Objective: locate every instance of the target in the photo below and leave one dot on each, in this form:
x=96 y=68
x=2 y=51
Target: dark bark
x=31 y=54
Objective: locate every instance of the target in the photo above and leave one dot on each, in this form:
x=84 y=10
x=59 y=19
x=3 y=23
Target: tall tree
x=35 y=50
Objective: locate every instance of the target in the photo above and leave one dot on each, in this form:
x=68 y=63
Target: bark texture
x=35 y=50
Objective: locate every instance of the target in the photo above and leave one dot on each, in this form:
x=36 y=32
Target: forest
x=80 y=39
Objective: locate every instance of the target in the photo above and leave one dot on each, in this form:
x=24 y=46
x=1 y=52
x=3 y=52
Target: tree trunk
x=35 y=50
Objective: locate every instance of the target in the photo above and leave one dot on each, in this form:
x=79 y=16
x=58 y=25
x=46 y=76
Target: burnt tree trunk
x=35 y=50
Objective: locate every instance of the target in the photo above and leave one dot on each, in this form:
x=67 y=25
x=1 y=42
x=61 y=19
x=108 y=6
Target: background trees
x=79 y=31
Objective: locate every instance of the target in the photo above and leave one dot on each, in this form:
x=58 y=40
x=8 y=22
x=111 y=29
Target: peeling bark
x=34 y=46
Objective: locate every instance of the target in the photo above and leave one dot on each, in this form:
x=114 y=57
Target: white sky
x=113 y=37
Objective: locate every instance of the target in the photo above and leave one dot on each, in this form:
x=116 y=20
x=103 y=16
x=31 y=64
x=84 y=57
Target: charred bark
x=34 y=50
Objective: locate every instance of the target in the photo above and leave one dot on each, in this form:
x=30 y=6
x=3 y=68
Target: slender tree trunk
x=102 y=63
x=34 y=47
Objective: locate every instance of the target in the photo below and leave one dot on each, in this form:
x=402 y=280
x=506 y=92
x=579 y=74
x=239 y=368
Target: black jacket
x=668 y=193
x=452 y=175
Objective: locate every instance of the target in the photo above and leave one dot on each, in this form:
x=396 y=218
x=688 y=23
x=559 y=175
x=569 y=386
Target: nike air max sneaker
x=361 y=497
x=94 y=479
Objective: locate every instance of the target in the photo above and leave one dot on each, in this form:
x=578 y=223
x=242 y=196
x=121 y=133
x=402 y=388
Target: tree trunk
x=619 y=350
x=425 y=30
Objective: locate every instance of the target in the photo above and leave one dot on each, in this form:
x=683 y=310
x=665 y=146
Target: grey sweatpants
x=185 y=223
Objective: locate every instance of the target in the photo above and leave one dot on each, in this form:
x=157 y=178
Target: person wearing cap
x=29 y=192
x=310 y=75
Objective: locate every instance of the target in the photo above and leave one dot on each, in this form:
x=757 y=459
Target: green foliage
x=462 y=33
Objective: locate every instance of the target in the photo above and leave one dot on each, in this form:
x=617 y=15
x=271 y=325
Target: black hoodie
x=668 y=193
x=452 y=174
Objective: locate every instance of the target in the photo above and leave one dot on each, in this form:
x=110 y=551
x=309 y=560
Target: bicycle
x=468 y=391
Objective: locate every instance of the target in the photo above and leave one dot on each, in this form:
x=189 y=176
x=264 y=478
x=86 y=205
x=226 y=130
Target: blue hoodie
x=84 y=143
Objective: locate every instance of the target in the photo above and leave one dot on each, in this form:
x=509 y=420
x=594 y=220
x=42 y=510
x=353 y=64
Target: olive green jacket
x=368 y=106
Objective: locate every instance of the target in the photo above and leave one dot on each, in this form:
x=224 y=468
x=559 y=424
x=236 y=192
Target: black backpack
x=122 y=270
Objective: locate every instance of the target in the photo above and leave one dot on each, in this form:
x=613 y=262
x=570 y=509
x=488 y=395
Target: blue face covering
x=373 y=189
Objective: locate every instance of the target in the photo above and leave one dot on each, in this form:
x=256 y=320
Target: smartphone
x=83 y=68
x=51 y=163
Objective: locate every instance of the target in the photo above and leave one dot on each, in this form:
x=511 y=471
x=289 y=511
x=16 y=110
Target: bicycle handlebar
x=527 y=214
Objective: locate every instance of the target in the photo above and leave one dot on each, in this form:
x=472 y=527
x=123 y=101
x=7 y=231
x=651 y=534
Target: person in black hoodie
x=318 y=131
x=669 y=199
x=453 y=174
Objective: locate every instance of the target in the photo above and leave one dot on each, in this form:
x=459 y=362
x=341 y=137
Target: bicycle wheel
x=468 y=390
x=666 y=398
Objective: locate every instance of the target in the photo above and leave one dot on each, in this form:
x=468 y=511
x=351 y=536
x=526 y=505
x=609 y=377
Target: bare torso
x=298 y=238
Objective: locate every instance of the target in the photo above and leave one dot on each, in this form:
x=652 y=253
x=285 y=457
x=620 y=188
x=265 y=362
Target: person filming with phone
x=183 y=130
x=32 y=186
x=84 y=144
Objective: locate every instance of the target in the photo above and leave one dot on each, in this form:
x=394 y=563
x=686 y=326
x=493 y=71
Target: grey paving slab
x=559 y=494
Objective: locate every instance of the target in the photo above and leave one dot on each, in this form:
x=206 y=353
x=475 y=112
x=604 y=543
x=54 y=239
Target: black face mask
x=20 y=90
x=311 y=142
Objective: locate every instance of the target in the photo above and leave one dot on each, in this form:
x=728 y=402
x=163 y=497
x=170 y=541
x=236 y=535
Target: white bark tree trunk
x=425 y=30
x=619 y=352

▸ **What this task involves**:
An exact reproduction of all the entries, complete to the last line, is needed.

▸ **Your solution**:
Objective: locate every instance of the target in the photo below and leave one dot on each, in this form:
x=96 y=68
x=2 y=51
Target: dark bark
x=31 y=54
Objective: locate every instance of the target in the photo above and leave one dot on each, in this form:
x=84 y=10
x=59 y=19
x=3 y=23
Target: tall tree
x=35 y=50
Objective: locate every instance of the target in the photo above and leave one dot on each, in this form:
x=68 y=63
Target: bark texture
x=35 y=50
Objective: locate every instance of the target in the photo above and leave one dot on each, in this form:
x=36 y=32
Target: forest
x=80 y=39
Objective: locate every instance of the target in the photo above and leave one dot on each, in this form:
x=24 y=46
x=1 y=52
x=3 y=52
Target: tree trunk
x=35 y=50
Objective: locate every instance of the target in the photo above and leave one dot on each, in this form:
x=79 y=16
x=58 y=25
x=46 y=76
Target: burnt tree trunk
x=35 y=50
Objective: locate every instance of the target in the photo above and leave one dot on each, in this form:
x=67 y=25
x=1 y=42
x=61 y=19
x=108 y=6
Target: background trees
x=79 y=31
Objective: locate every instance of the target in the photo above and leave one dot on each, in this form:
x=58 y=40
x=8 y=22
x=111 y=29
Target: peeling bark
x=34 y=46
Objective: locate every instance of the target in the photo above and leave one dot on each, in this form:
x=114 y=57
Target: white sky
x=113 y=37
Objective: locate every instance of the target in the photo above and leave one dot on each, in this form:
x=116 y=20
x=103 y=16
x=31 y=64
x=84 y=57
Target: charred bark
x=34 y=50
Objective: locate every instance of the target in the photo above and leave one dot on each, in this form:
x=30 y=6
x=3 y=68
Target: slender tree trunk
x=102 y=63
x=34 y=47
Objective: locate every instance of the target in the photo below and leave one dot on each, in this form:
x=402 y=280
x=506 y=92
x=579 y=74
x=239 y=368
Target: black jacket
x=668 y=193
x=452 y=175
Objective: locate every instance of the target in the photo above and leave one dot on each, in this form:
x=396 y=218
x=688 y=23
x=559 y=175
x=569 y=386
Target: nike air max sneaker
x=361 y=497
x=94 y=479
Objective: locate every instance of the target in the photo above and leave one dot on each, in this form:
x=578 y=223
x=242 y=196
x=121 y=133
x=402 y=388
Target: tree trunk
x=619 y=350
x=425 y=30
Objective: locate every instance of the target in the photo above and leave one dot on each, in this form:
x=683 y=310
x=665 y=146
Target: grey sweatpants
x=185 y=223
Objective: locate every instance of the target in the photo above and leave one dot on each, in this form:
x=157 y=178
Target: person wearing cap
x=29 y=192
x=310 y=75
Objective: locate every instance of the target in the photo above and leave one dot on each, in this form:
x=757 y=459
Target: green foliage
x=462 y=33
Objective: locate every instance of the target in the photo above and leave one dot on each, in this form:
x=617 y=15
x=271 y=325
Target: black hoodie
x=668 y=193
x=452 y=174
Objective: locate every instance of the target in the photo above and leave one dot on each, in this form:
x=110 y=551
x=309 y=560
Target: bicycle
x=468 y=391
Objective: locate every instance of the target in the photo above and leave one dot on each, in this form:
x=189 y=176
x=264 y=478
x=86 y=205
x=226 y=130
Target: blue hoodie
x=84 y=143
Objective: locate every instance of the target in the photo above and leave one dot on each, in this form:
x=509 y=420
x=594 y=220
x=42 y=510
x=353 y=64
Target: olive green jacket
x=368 y=106
Objective: locate every instance of the target in the photo above and leave one dot on each, in this form:
x=224 y=468
x=559 y=424
x=236 y=192
Target: black backpack
x=122 y=270
Objective: locate every instance of the target in the photo above and leave one dot on each, in this form:
x=613 y=262
x=570 y=509
x=488 y=395
Target: blue face covering
x=373 y=189
Objective: locate every instance of the target in the photo above and leave one dot on each, in this form:
x=256 y=320
Target: smartphone
x=83 y=68
x=51 y=163
Objective: locate every instance of the target in the photo above and leave one dot on each, in this form:
x=511 y=471
x=289 y=511
x=16 y=110
Target: bicycle handlebar
x=527 y=214
Objective: locate every instance of the target in the photo above and leave one dot on each, in this form:
x=472 y=527
x=123 y=101
x=7 y=231
x=651 y=534
Target: person in black hoodie
x=318 y=131
x=669 y=199
x=453 y=174
Objective: locate every instance of the target in the photo above and leave one dot on each, in this form:
x=459 y=362
x=341 y=137
Target: bicycle wheel
x=468 y=390
x=666 y=398
Objective: locate every instance of the target in the photo above and leave one dot on each, in this form:
x=468 y=511
x=351 y=536
x=526 y=505
x=609 y=377
Target: bare torso
x=298 y=238
Objective: locate every instance of the target in the photo above and leave one dot on each, in this form:
x=652 y=253
x=285 y=457
x=620 y=188
x=265 y=362
Target: person filming with phone
x=183 y=130
x=32 y=186
x=84 y=144
Objective: locate every instance of the target in the photo above and leave one dot on each, in this form:
x=394 y=563
x=686 y=326
x=493 y=71
Target: grey paving slab
x=559 y=494
Objective: locate every instance of the target in the photo above and leave one dot on each, in this form:
x=206 y=353
x=475 y=112
x=604 y=543
x=54 y=239
Target: black face mask
x=20 y=90
x=311 y=142
Objective: locate every instance of the target in the photo above and leave one dot on each, in this form:
x=728 y=402
x=163 y=497
x=170 y=541
x=236 y=535
Target: white bark tree trunk
x=425 y=30
x=619 y=352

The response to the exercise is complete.